Stored data entries
********************
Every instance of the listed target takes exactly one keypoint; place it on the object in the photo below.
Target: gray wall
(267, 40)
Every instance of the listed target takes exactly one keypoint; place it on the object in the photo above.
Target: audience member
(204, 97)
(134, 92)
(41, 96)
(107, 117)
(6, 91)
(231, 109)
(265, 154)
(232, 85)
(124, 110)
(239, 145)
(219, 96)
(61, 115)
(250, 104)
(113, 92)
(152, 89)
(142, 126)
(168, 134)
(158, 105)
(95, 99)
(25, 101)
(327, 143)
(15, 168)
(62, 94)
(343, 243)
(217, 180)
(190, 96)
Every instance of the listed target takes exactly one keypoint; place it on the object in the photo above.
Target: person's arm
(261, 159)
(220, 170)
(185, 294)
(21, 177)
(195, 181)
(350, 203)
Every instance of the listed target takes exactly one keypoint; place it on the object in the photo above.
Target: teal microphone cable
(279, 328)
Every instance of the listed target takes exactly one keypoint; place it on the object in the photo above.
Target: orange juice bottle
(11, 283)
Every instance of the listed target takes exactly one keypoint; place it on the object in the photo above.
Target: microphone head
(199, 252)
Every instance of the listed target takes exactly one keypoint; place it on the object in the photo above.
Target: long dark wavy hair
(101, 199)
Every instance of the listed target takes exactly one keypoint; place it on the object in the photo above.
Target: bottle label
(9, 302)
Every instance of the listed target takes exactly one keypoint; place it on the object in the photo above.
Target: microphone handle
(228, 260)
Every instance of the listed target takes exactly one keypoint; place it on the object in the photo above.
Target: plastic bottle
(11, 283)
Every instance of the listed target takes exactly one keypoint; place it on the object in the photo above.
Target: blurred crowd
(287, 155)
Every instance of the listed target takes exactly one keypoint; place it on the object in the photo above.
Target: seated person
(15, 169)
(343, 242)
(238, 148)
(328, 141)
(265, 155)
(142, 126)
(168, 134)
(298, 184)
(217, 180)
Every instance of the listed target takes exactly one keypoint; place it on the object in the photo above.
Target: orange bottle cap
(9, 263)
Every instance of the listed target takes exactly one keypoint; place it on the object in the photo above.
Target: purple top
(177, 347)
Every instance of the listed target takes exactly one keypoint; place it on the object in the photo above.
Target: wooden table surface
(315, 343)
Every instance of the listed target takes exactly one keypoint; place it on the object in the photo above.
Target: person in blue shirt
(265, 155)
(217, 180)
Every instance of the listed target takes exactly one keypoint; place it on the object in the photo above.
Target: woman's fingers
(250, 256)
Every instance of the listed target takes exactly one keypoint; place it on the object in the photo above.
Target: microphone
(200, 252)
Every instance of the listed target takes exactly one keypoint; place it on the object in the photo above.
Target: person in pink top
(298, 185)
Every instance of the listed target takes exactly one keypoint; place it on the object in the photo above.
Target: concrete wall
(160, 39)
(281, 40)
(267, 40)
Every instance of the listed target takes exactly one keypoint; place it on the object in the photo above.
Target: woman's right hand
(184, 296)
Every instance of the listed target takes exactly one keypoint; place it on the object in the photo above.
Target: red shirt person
********************
#### [ACTIVITY]
Without altering anything, print all of the data again.

#### [RESULT OF THE TASK]
Every instance of the listed target takes exactly one keypoint; place it on the object in the photo below.
Target: gray wall
(267, 40)
Every instance of the listed target takes exactly one keypoint; place it on the object in the photo above.
Target: audience member
(204, 97)
(134, 92)
(41, 96)
(107, 117)
(6, 91)
(231, 109)
(265, 154)
(232, 85)
(124, 110)
(239, 145)
(219, 96)
(61, 115)
(250, 104)
(113, 92)
(152, 89)
(142, 126)
(168, 134)
(158, 105)
(95, 99)
(25, 101)
(327, 143)
(15, 168)
(62, 94)
(343, 243)
(217, 180)
(190, 96)
Every instance of the listed target takes exactly one keypoint; place it on the object in the photo above.
Target: person's arm
(261, 159)
(220, 170)
(185, 294)
(21, 177)
(195, 181)
(350, 203)
Every instance of the listed target takes exactly one keypoint; place it on the object in the photo above.
Target: teal microphone cable
(279, 328)
Every instance of the listed target takes exactly one keypoint; place it on the object in the photo above.
Target: orange juice bottle
(11, 283)
Every instance of the listed target takes exactly one keypoint; place it on the object in the photo above.
Target: microphone head
(199, 252)
Every instance of the listed target takes exactly one keypoint; place it on the object in the photo above.
Target: long dark wavy hair
(101, 199)
Every instance of the listed target takes exactly one keypoint; place it on the object in the photo above.
Target: bottle label
(9, 302)
Every instance of the listed target takes exactly one keypoint; place it on the object in the photo above.
Target: microphone handle
(228, 260)
Every instance of the listed target takes exactly one keypoint; place it on the object in the photo above.
Target: plastic bottle
(11, 283)
Every instance of the listed target takes exactly one keypoint; place it on the object in the photo above.
Target: blurred crowd
(287, 155)
Every instance of the listed target takes exactly one keypoint; place it on the object in the photo above.
Target: seated person
(15, 169)
(343, 242)
(238, 148)
(328, 141)
(265, 155)
(142, 126)
(168, 134)
(298, 184)
(217, 180)
Every instance of the listed target takes exactly one keypoint; place it on the object in the photo above.
Target: orange bottle cap
(9, 263)
Every instance of the listed target takes exactly one keypoint; place it on the object in the photo above.
Target: purple top
(177, 347)
Every instance of the listed target takes exactly one keypoint; place it on the object in the photo above.
Target: wooden table surface
(315, 343)
Every instance of the listed target takes exactly one keypoint; place it on the object in the photo above.
Target: person in blue shirt
(265, 155)
(217, 180)
Every instance of the listed target takes exactly one keypoint; place it on the object in the photo above.
Target: woman's fingers
(250, 256)
Every instance of the listed target takes exactly one keypoint; place it on the object in the photo above.
Target: microphone
(200, 252)
Every instance of the listed target takes exactly one keypoint; place it on the object in the photo above.
Target: person in pink top
(298, 185)
Every instance of the listed target takes exactly one keypoint; place it on the object in the photo above.
Target: concrete wall
(160, 39)
(281, 40)
(267, 40)
Every instance of the listed target takes exactly one keypoint; place it on the object in the photo above.
Target: woman's right hand
(184, 296)
Every instance of the listed target takes exactly one keypoint; place it on the object in the photo above.
Target: red shirt person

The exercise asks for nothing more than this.